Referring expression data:
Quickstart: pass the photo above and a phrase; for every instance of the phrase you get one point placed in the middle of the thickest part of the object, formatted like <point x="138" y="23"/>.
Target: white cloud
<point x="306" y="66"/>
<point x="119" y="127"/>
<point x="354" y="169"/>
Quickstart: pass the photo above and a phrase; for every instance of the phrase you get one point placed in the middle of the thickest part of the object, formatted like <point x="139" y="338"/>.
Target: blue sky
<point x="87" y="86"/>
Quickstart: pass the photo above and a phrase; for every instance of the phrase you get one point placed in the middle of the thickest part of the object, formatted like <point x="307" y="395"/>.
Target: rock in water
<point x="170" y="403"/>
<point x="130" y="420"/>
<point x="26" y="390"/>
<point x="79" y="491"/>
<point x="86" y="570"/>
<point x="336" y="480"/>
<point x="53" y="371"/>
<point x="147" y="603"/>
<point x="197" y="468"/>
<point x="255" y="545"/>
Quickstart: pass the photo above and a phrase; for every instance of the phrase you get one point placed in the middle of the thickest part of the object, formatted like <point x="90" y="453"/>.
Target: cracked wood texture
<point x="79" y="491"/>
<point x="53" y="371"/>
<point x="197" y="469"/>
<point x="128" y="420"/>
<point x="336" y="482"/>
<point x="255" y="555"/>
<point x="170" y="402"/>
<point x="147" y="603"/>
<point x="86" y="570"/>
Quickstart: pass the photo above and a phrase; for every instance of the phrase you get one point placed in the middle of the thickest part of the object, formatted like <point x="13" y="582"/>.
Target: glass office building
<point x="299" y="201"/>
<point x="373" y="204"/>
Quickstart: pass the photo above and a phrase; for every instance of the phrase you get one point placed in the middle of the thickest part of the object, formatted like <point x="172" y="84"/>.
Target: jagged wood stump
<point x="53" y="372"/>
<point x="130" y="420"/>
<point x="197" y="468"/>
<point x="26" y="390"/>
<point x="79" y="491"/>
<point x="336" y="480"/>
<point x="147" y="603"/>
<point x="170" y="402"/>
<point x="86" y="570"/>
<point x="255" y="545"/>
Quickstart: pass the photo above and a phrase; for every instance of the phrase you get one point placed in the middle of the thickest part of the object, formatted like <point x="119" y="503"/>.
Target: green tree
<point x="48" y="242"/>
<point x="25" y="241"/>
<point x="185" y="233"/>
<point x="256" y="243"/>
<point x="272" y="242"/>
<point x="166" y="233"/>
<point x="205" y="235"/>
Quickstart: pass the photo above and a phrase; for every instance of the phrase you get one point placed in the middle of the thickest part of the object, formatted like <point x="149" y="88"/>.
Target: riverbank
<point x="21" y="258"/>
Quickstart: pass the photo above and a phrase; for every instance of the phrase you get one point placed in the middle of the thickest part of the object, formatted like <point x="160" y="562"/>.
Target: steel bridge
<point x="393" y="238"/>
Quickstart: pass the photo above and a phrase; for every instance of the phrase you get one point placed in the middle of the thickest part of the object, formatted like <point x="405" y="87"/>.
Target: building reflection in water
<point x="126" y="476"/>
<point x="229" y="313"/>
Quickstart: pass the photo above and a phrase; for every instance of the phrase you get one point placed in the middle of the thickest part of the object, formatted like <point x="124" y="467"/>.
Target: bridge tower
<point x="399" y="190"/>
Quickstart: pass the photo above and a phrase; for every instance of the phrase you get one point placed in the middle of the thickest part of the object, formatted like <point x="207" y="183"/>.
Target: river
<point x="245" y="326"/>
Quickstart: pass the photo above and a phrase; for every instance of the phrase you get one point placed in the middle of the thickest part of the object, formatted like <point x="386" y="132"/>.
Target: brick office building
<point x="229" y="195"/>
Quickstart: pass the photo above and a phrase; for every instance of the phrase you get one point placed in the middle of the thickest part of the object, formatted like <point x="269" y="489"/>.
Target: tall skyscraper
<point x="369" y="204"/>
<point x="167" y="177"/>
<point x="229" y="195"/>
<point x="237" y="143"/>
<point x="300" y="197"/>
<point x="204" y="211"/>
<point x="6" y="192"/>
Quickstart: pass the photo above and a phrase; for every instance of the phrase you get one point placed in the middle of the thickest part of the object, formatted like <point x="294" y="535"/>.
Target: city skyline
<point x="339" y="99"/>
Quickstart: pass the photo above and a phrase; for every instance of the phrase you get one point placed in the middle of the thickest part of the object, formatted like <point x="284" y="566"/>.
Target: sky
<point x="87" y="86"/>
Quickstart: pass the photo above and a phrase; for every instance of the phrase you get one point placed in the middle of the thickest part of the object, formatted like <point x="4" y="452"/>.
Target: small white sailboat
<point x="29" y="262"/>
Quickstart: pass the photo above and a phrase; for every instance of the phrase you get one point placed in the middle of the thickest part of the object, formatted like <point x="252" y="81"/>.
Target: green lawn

Problem description: Would you repeat, exactly and with nothing added, every line from the line containing "Target: tall skyscraper" through the last line of the records above?

Solution to this exercise:
Target: tall skyscraper
<point x="369" y="204"/>
<point x="167" y="177"/>
<point x="229" y="195"/>
<point x="237" y="143"/>
<point x="300" y="197"/>
<point x="204" y="211"/>
<point x="6" y="192"/>
Quickstart: pass the photo above and a phrase; for every instance of the phrase you get one point placed in the middle of the thickest part of the object, formatted like <point x="294" y="535"/>.
Target: city skyline
<point x="339" y="99"/>
Quickstart: pass the photo above and a phrase; for every instance of the phrase you get one point placed in the middle of the thickest part of the object, formatted like <point x="284" y="566"/>.
Target: sky
<point x="87" y="86"/>
Quickstart: pass the photo above and a phrase; for every instance of the phrase you get one point placed in the middle of the thickest part of the object, formatted like <point x="4" y="452"/>.
Target: small white sailboat
<point x="29" y="262"/>
Quickstart: pass the photo above and a phrase; for every instance of the phrase you get one point placed in the middle of the thickest part of the object, formatted like <point x="252" y="81"/>.
Target: green lawn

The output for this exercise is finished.